* **TO BE DONE**: According to the Monty Python text, how many episodes of Monty Python's Flying Circus were made?

* **TEXT SECTION**:
+===+

Monty Python and The Flying Circus

Monty Python

Monty Python (also collectively known as the Pythons) were a British surreal comedy troupe who created the sketch comedy television show Monty Python’s Flying Circus, which first aired on the BBC in 1969. Forty-five episodes were made over four series. The Python phenomenon developed from the television series into something larger in scope and influence, including touring stage shows, films, albums, books and musicals. The Pythons’ influence on comedy has been compared to the Beatles’ influence on music. Regarded as an enduring icon of 1970s pop culture, their sketch show has been referred to as being “an important moment in the evolution of television comedy”. — Source: Wikipedia

Monty Python and the Holy Grail - Bridge - Three Questions

Bridgekeeper: Stop. Who would cross the Bridge of Death must answer me these questions three, ere the other side he see.
Sir Lancelot: Ask me the questions, bridgekeeper. I am not afraid.
Bridgekeeper: What… is your name?
Sir Lancelot: My name is Sir Lancelot of Camelot.
Bridgekeeper: What… is your quest?
Sir Lancelot: To seek the Holy Grail.
Bridgekeeper: What… is your favourite colour?
Sir Lancelot: Blue.
Bridgekeeper: Go on. Off you go.
Sir Lancelot: Oh, thank you. Thank you very much.
Sir Robin: That’s easy.
Bridgekeeper: Stop. Who would cross the Bridge of Death must answer me these questions three, ere the other side he see.
Sir Robin: Ask me the questions, bridgekeeper. I’m not afraid.
Bridgekeeper: What… is your name?

+===+

Collection entries:
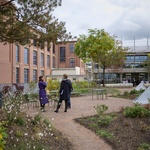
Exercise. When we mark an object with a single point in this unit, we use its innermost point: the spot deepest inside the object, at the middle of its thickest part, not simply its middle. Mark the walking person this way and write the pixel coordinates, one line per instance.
(69, 102)
(42, 93)
(64, 91)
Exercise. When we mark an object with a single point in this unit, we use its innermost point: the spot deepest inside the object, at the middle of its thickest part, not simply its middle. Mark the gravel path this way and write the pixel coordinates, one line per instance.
(80, 137)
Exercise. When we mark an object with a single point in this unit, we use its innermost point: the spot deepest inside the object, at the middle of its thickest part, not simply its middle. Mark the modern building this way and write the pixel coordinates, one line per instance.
(134, 69)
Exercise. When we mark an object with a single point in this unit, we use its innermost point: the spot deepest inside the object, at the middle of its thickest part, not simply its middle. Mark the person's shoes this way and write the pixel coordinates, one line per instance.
(56, 111)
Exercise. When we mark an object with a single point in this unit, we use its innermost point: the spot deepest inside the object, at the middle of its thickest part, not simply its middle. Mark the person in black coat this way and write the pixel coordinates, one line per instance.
(64, 91)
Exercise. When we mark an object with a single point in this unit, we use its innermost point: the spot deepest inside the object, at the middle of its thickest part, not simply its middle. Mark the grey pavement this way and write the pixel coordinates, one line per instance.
(79, 136)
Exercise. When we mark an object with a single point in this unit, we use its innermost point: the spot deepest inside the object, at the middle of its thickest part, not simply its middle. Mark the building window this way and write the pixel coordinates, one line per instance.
(42, 45)
(34, 75)
(48, 47)
(42, 60)
(62, 53)
(34, 57)
(72, 62)
(53, 62)
(42, 72)
(35, 41)
(17, 75)
(71, 48)
(26, 56)
(26, 75)
(17, 53)
(48, 61)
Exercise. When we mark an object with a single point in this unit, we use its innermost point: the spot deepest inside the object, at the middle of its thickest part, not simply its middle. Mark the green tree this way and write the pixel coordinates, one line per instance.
(19, 18)
(102, 48)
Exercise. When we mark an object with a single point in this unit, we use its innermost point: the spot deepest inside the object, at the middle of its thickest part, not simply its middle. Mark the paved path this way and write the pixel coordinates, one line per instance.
(80, 137)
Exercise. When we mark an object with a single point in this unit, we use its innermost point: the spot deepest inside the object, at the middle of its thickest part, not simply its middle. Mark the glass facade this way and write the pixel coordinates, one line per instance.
(135, 61)
(53, 65)
(48, 61)
(17, 75)
(34, 57)
(42, 72)
(62, 53)
(26, 75)
(34, 75)
(72, 62)
(71, 48)
(42, 60)
(26, 56)
(17, 53)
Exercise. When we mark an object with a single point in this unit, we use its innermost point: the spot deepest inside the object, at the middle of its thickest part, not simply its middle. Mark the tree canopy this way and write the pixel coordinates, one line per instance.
(19, 18)
(102, 48)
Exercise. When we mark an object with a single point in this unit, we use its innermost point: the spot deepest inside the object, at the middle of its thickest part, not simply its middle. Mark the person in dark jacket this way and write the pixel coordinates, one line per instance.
(64, 91)
(69, 102)
(42, 93)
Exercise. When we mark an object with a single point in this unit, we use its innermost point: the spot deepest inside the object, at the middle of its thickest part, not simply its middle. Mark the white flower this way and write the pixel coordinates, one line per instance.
(26, 134)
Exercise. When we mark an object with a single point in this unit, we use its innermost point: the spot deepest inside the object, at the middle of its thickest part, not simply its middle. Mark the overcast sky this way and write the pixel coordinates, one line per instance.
(128, 19)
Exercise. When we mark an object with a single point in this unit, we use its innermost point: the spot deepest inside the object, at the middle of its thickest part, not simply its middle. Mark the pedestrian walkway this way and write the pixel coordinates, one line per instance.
(79, 136)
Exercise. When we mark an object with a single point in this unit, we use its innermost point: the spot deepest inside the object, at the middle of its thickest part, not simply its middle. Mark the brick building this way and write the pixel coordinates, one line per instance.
(22, 64)
(66, 57)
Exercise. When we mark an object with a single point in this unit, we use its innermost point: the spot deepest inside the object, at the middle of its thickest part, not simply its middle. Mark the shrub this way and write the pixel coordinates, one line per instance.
(11, 105)
(104, 120)
(126, 94)
(52, 85)
(144, 146)
(137, 111)
(37, 119)
(101, 109)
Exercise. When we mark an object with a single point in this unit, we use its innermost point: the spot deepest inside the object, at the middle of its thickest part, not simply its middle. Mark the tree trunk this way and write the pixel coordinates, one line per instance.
(104, 77)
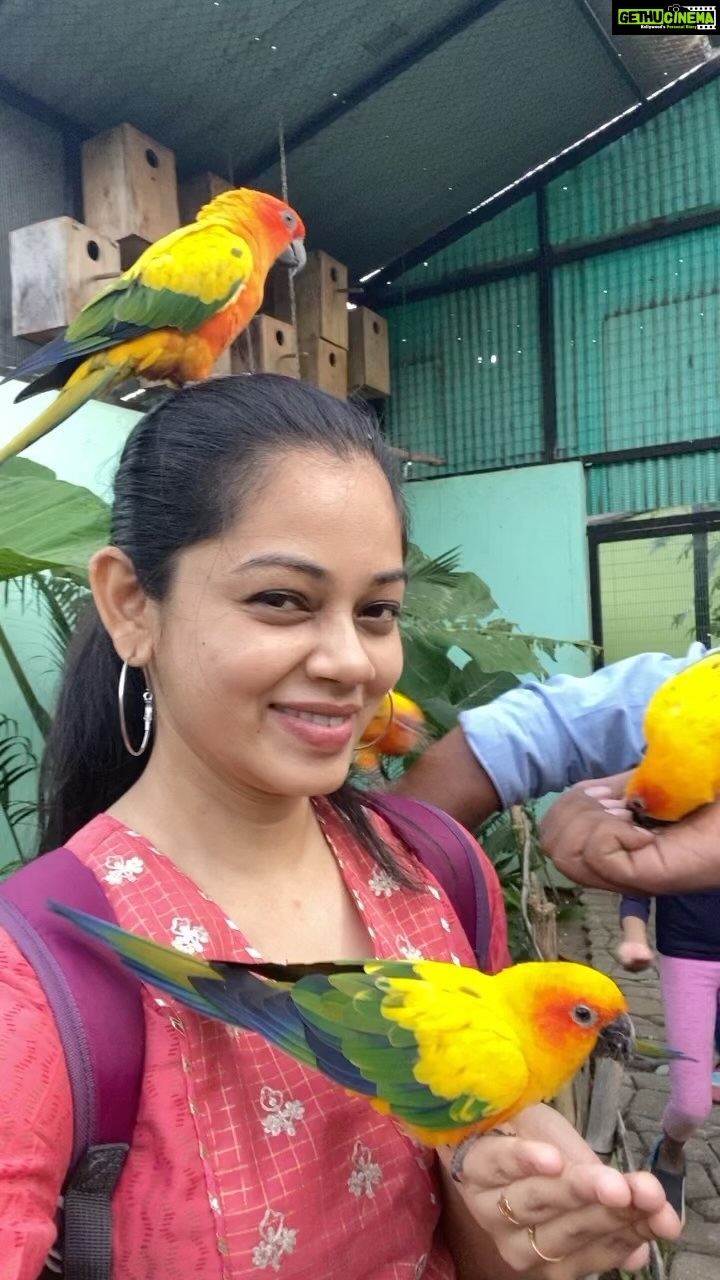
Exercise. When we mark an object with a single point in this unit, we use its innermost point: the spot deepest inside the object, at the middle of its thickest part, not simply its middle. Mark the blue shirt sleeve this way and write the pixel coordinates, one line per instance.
(543, 736)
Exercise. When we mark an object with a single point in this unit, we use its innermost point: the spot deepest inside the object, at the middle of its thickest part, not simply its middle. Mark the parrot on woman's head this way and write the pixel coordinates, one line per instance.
(172, 312)
(446, 1051)
(680, 768)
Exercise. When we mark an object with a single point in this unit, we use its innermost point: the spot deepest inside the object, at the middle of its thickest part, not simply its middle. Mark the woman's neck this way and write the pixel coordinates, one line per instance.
(208, 824)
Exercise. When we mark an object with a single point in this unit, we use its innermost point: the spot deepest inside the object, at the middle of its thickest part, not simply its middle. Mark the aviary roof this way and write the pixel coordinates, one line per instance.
(399, 117)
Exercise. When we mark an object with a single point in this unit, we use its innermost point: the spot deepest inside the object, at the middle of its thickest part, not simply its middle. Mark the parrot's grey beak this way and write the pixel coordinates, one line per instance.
(618, 1040)
(294, 256)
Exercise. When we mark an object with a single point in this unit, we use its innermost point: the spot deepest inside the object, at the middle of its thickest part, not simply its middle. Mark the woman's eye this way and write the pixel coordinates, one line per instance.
(282, 600)
(382, 611)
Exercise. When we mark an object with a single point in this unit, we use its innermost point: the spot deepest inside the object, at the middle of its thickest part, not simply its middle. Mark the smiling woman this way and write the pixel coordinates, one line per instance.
(244, 634)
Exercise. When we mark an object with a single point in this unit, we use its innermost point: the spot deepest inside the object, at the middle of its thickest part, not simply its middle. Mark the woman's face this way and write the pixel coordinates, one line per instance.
(277, 639)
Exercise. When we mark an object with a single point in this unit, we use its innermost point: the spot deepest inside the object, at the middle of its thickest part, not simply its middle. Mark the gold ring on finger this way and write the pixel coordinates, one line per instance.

+===+

* **REPLY**: Forty-five episodes were made over four series.